▶ [About this task]:
Restate word for word the line containing "sleeve in the photo above." and all remaining lines of the entries below.

▶ [Data records]:
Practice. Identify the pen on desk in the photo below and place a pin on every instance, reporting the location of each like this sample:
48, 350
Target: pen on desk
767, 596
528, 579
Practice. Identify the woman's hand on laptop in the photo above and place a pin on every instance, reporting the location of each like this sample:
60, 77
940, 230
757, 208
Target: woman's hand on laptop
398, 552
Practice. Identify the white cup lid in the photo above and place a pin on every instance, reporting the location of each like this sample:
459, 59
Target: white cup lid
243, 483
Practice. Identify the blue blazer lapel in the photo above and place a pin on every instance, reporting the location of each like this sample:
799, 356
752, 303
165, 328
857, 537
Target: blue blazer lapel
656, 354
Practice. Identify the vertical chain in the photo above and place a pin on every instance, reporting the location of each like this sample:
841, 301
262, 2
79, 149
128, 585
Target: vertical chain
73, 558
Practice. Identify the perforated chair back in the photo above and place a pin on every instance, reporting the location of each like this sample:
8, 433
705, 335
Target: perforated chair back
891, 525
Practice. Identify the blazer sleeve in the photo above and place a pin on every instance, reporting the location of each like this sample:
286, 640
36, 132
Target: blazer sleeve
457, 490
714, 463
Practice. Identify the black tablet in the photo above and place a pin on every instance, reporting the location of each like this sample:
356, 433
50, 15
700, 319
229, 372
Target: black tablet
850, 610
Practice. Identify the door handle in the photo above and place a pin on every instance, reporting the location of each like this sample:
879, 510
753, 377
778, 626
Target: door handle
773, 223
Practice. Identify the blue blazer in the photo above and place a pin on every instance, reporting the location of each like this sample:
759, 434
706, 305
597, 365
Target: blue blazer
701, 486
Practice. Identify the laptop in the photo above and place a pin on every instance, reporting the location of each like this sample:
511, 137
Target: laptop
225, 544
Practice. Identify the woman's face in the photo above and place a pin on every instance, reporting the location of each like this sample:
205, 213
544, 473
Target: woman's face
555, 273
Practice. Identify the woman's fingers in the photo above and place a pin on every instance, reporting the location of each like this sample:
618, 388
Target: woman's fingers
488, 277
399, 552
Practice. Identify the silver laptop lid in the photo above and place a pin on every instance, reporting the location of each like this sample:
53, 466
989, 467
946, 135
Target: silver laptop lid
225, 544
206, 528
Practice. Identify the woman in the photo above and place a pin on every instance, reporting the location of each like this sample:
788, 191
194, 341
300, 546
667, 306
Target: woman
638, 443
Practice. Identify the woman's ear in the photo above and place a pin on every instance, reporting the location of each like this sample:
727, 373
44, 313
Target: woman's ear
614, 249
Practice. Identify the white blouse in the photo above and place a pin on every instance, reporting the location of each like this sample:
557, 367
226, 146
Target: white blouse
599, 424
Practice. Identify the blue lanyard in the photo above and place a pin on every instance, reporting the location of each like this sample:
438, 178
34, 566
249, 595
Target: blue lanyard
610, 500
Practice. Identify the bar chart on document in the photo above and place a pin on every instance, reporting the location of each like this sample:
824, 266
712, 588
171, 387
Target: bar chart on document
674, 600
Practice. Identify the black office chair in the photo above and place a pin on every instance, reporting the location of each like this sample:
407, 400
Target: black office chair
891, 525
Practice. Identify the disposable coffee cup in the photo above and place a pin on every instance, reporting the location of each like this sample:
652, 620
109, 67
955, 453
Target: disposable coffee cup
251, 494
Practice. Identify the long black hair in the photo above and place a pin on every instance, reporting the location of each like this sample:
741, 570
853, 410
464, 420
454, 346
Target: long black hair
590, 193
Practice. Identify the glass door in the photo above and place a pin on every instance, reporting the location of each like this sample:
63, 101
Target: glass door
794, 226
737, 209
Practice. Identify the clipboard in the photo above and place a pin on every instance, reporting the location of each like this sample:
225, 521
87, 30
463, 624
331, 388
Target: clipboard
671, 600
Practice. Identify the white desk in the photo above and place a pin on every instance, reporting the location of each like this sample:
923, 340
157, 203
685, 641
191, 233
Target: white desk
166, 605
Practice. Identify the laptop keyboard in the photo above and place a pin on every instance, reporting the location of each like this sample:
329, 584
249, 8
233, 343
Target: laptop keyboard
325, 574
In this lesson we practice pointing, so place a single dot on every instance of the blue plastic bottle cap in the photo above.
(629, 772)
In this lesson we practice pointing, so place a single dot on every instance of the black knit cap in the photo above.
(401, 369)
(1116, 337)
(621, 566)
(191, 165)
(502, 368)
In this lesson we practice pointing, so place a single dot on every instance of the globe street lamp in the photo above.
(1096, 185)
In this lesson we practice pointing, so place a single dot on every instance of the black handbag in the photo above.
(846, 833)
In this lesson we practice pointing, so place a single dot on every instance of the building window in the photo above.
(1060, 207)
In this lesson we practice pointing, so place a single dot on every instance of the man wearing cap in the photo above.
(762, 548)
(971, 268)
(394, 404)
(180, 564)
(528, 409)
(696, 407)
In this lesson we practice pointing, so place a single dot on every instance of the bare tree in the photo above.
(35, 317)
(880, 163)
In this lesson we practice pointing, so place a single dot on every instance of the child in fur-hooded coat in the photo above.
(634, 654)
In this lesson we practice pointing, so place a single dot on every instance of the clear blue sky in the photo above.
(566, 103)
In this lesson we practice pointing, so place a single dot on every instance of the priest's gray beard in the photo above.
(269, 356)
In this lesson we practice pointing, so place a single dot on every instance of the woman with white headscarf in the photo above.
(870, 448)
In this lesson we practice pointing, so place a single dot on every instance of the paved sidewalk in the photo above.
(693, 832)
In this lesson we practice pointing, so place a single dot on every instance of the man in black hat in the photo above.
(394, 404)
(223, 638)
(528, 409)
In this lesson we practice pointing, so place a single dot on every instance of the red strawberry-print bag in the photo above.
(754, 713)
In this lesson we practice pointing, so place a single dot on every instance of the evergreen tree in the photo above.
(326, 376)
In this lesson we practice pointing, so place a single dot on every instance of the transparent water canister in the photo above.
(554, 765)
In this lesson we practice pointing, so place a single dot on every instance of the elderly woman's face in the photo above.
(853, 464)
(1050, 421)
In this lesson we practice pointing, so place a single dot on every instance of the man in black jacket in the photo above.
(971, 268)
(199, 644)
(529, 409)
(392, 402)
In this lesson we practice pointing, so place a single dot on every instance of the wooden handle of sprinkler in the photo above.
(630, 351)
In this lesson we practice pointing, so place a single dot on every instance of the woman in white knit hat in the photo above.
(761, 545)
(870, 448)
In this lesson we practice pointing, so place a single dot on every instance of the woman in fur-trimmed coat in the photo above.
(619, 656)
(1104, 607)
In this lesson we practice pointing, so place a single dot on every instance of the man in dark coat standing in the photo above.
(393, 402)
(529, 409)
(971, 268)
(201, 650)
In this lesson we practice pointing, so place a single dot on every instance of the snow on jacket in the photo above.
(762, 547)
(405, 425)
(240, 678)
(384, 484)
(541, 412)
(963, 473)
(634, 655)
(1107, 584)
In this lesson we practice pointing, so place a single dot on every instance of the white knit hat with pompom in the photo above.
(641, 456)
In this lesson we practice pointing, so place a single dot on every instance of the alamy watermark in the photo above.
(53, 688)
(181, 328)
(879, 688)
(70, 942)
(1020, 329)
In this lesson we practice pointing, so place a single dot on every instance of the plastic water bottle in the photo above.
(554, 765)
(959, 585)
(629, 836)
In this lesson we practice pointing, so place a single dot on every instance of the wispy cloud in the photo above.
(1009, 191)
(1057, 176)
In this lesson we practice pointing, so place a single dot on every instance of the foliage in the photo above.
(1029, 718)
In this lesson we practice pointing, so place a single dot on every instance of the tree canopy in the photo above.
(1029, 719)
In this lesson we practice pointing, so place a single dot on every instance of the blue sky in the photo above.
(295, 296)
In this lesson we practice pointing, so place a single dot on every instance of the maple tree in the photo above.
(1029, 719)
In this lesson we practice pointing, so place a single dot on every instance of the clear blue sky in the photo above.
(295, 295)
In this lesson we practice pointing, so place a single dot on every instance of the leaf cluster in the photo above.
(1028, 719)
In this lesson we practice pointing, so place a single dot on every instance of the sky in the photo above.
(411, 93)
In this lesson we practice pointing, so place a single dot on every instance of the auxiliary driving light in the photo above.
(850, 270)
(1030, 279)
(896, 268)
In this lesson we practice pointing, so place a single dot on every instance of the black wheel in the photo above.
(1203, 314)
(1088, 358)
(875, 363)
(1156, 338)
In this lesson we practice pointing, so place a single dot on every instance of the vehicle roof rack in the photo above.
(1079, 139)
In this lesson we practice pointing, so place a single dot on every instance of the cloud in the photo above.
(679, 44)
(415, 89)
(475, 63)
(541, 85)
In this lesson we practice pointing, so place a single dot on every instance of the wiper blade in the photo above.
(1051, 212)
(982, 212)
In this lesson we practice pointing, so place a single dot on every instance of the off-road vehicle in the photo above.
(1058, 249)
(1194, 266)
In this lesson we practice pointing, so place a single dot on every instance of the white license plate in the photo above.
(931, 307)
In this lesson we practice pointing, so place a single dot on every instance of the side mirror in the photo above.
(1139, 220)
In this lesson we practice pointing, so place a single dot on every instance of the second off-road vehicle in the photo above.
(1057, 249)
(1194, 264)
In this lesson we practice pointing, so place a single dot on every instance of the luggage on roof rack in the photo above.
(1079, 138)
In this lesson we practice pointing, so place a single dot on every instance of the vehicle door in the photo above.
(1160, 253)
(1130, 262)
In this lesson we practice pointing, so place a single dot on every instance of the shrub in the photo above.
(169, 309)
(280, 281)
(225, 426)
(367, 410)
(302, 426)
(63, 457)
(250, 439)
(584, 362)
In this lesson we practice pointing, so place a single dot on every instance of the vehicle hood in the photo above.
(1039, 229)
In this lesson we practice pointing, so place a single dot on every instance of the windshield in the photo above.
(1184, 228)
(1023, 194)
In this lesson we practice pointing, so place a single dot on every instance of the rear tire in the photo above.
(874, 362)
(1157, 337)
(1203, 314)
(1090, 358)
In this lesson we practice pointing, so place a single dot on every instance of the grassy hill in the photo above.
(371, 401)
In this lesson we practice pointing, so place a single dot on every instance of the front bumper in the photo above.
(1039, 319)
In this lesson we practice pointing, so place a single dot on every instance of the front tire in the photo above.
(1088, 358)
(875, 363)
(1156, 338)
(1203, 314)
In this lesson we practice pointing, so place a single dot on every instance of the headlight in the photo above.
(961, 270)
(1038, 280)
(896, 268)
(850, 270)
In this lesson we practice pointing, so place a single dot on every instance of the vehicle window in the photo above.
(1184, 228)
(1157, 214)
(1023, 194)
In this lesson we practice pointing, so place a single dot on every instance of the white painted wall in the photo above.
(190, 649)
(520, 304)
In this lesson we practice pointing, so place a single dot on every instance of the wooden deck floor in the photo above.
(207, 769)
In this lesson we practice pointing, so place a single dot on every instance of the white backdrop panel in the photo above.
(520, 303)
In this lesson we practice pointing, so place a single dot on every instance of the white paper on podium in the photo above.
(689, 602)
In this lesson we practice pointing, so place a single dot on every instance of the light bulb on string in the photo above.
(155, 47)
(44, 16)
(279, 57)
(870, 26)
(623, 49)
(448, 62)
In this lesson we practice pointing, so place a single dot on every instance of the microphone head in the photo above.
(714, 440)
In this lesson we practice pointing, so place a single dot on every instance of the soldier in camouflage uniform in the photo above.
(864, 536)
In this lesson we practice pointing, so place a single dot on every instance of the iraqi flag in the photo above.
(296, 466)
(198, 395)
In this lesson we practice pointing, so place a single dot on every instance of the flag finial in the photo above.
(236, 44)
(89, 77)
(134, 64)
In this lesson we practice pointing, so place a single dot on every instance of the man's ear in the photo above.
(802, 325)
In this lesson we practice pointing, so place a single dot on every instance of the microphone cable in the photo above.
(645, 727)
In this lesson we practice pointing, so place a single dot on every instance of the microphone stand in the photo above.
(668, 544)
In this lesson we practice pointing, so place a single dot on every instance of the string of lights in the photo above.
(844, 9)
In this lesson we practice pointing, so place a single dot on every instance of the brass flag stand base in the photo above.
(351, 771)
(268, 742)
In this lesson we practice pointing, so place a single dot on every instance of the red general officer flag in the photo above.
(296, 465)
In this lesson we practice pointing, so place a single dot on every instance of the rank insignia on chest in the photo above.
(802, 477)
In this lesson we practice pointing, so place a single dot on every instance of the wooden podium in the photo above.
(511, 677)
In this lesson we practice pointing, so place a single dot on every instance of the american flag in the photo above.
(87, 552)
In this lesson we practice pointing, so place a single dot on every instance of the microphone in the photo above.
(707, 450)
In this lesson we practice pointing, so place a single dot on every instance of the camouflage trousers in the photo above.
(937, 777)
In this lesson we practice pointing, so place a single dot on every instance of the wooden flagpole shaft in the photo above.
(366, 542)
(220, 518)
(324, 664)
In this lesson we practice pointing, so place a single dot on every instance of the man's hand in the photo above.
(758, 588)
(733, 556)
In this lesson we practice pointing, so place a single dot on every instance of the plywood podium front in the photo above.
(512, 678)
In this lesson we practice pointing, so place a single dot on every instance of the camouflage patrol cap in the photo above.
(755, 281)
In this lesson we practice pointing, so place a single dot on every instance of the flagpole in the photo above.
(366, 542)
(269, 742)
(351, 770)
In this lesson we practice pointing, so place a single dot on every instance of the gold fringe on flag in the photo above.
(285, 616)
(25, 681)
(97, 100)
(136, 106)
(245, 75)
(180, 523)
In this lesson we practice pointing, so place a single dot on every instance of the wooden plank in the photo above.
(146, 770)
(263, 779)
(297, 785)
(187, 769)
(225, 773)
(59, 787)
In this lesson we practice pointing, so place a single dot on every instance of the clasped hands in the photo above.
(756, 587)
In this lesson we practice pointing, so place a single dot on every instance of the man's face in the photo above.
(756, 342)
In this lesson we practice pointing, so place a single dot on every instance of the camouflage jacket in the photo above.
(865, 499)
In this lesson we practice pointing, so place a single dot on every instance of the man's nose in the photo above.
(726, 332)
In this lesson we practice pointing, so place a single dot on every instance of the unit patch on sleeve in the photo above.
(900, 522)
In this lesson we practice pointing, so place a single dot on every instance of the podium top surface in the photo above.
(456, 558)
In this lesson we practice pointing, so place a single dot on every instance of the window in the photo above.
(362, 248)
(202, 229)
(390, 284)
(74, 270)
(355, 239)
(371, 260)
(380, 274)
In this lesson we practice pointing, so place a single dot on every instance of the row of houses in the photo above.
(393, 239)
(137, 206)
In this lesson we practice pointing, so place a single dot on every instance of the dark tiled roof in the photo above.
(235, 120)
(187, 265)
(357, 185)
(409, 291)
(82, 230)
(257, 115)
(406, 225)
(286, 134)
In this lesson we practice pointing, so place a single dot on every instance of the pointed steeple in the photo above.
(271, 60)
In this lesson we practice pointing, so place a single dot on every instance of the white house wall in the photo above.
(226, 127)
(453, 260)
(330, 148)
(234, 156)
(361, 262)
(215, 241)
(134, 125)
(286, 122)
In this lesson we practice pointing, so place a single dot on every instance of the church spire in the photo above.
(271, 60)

▶ [Expected answer]:
In this lesson we practice pointing, so place a single dot on every instance of the unit patch on sleeve in the photo above.
(900, 522)
In this lesson we practice pointing, so place a single dot on every instance of the podium top surface in the photo above.
(456, 558)
In this lesson we practice pointing, so place a single dot on every instance of the window in the photo above.
(362, 248)
(202, 229)
(390, 284)
(74, 270)
(355, 239)
(371, 260)
(380, 274)
In this lesson we practice pointing, so place a single dot on every instance of the row of houses in the photo above.
(393, 239)
(137, 206)
In this lesson we practice pointing, so place a single dot on every instance of the dark tiled roof in the photo above.
(235, 120)
(187, 265)
(357, 185)
(409, 291)
(82, 230)
(257, 115)
(406, 225)
(286, 134)
In this lesson we practice pointing, so place a single dot on every instance of the pointed steeple in the photo above.
(271, 60)
In this lesson we practice pointing, so place a single dot on every instance of the white house wall in the photo above.
(226, 127)
(453, 260)
(330, 148)
(234, 156)
(361, 262)
(215, 241)
(134, 125)
(286, 122)
In this lesson we practice pointing, so place a single dot on every instance of the church spire in the photo above.
(271, 60)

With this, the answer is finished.